● **YOUR TASK**
Everything in the listing should be restated word for word.
==========
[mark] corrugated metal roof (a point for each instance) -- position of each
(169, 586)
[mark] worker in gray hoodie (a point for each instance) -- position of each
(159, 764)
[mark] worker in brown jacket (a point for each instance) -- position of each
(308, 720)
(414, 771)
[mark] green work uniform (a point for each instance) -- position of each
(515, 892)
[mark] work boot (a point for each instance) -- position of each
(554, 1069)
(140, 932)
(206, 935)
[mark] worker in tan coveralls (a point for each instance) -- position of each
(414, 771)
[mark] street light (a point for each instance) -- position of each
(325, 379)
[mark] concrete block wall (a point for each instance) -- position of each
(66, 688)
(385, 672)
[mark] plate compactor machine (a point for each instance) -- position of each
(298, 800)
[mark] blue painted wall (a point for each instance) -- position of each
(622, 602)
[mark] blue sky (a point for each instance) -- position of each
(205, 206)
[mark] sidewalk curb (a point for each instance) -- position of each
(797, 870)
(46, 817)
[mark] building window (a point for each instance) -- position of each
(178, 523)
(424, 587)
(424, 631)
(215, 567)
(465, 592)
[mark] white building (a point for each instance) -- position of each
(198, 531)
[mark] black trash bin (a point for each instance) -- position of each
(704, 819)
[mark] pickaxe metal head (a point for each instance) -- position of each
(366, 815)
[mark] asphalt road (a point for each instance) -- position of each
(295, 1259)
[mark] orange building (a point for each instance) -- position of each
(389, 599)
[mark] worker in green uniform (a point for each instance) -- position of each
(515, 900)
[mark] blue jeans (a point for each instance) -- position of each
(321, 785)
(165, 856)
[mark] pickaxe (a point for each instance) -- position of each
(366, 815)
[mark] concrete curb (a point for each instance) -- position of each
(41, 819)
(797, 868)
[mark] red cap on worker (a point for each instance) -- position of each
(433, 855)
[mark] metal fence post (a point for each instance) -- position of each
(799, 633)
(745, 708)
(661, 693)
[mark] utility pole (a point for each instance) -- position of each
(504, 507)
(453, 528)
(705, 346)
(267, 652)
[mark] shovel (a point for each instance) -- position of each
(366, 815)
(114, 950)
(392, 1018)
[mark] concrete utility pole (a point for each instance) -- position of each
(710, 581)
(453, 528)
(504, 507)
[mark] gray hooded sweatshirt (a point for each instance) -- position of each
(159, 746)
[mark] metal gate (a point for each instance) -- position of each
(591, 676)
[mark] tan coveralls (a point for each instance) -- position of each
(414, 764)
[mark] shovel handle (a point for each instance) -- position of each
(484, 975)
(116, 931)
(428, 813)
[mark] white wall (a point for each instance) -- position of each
==========
● **TASK RESULT**
[mark] corrugated metal roof (a point for each instance) -- position of each
(169, 586)
[mark] worker in gray hoodie (a point for each instance) -- position of each
(159, 764)
[mark] worker in brown jacket (a point for each instance) -- position of each
(308, 720)
(414, 771)
[mark] green work uniform (a point for each instance) -- position of each
(515, 892)
[mark] work boot (a point for each instance) -- position of each
(554, 1069)
(140, 932)
(206, 935)
[mark] worker in tan coveralls (a point for each instance) -- position of each
(414, 771)
[mark] street light (a point for each instance) -- position of each
(325, 379)
[mark] concrete block wall (a point for each instance) -- position of each
(66, 688)
(385, 672)
[mark] plate compactor machine (a point for each instance) -- position of each
(298, 800)
[mark] blue painted wall (a point for each instance) -- position of each
(622, 602)
[mark] blue sky (a point for each instance) -- position of each
(205, 206)
[mark] sidewalk curb (a point for each instance) -- position of each
(797, 870)
(46, 817)
[mark] building window (a point for each instance) -- position of each
(178, 523)
(424, 587)
(424, 631)
(215, 567)
(465, 592)
[mark] white building (a point for each instance) -- position of each
(198, 531)
[mark] black trash bin (a point for each instance) -- position of each
(704, 819)
[mark] pickaxe metal head (a point for each instance) -- position of each
(366, 815)
[mark] asphalt road (a point for each instance) -- position of each
(295, 1259)
[mark] orange building (a point for each instance) -- position of each
(389, 599)
[mark] worker in green uniform (a point for each instance) -- position of each
(515, 900)
[mark] blue jeans (a point for each instance) -- position of each
(321, 785)
(165, 856)
[mark] pickaxe (a point for each instance) -- position of each
(366, 815)
[mark] concrete curb (a point for each instance) -- position of each
(41, 819)
(797, 868)
[mark] red cap on worker (a point for each instance) -- position of each
(433, 855)
[mark] metal fence post (a point for each instance) -- position of each
(799, 633)
(745, 708)
(661, 693)
[mark] utility pole (a point for each instance) -- position of each
(504, 507)
(453, 528)
(705, 346)
(267, 652)
[mark] shovel (a point for each instance) -- position of each
(366, 815)
(114, 950)
(392, 1018)
[mark] concrete utility pole (a point for each instance) -- position of each
(710, 581)
(453, 528)
(504, 507)
[mark] gray hooded sweatshirt (a point for each instance) -- position of each
(159, 746)
[mark] metal gate (a point for each instance) -- position of each
(591, 676)
[mark] tan coveralls (a point for each instance) -- position of each
(414, 764)
[mark] shovel handle (a point for each instance) -- position of each
(484, 975)
(116, 931)
(428, 813)
[mark] white wall (a point for each instance) -- position of each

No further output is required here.